Excerpted passage:
━━━━━━

Harm may also occur where firms don’t consider the client category of the recipient for a financial promotion, or the rules applying to communications with retail clients. A “corporate contact” may not be a client of the firm in the course of the firm carrying on a regulated activity but be a client in the context of receiving a financial promotion.
Many CFFs operate a business model that includes unregulated activities. Some retain FCA permissions they have not used and do not require – especially retail customer permissions not used for regulated activity, or not limited to corporate finance business. The FCA believes the FCA authorisation may offer a spurious credibility to unregulated activities, leading customers erroneously to believe they have been afforded certain protections.
- Market abuse
The risks are greater in CFFs who act for listed corporate issuers and routinely hold inside information, and also trade in listed securities for the firm and their clients. The FCA has found some CFFs with poor systems and controls such as ineffective information barriers, insufficient processes to identify inside information, inadequate wall crossing control and incomplete insider lists. Other errors occurred around market soundings, failing to obtain prior content before disclosing inside information, or to communicate to recipients when no longer inside.
Market integrity may also be undermined by poor conflicts management and lack of transparency. Some firms fail to identify and record all conflicts of interest, both those inherent in their business model, and those emerging from clients and transactions. Conflicts registers may be incomplete. Conflicts emerging from staff directorships or shareholdings in corporate clients may not be properly discussed.

━━━━━━

Data excerpts:
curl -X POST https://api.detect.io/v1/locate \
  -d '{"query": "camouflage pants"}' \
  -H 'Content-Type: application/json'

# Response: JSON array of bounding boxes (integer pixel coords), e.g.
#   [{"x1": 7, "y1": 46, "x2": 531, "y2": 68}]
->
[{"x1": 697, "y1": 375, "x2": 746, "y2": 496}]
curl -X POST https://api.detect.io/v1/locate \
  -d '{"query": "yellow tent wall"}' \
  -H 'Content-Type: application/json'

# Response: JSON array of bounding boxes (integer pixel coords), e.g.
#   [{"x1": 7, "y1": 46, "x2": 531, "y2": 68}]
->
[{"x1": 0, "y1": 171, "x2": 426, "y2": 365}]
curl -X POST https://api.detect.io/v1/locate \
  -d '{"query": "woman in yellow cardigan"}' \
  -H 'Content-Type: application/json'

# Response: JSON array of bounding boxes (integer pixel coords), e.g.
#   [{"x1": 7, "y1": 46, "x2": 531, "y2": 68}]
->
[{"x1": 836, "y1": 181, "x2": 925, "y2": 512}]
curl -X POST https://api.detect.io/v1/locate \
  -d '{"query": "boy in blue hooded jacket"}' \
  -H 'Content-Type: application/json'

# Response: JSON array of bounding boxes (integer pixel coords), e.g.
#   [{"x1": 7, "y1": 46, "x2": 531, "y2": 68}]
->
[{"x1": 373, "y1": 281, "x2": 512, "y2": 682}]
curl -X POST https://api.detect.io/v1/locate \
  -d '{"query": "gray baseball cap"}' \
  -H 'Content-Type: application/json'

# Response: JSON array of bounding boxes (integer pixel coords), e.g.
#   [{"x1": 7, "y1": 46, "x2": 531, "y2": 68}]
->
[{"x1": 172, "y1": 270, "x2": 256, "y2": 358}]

━━━━━━

Answer these questions using the corporate finance firms passage above:
(a) What does the passage say FCA authorization may give to unregulated activities?
(b) Which firms does it say face greater market abuse risks?
(c) Which conflicts does it say may not be properly discussed?

(a) A spurious credibility, which may lead customers to wrongly believe they have been given certain protections.
(b) CFFs that act for listed corporate issuers and routinely hold inside information, and that also trade in listed securities for the firm and their clients.
(c) Conflicts arising from staff directorships or shareholdings in corporate clients.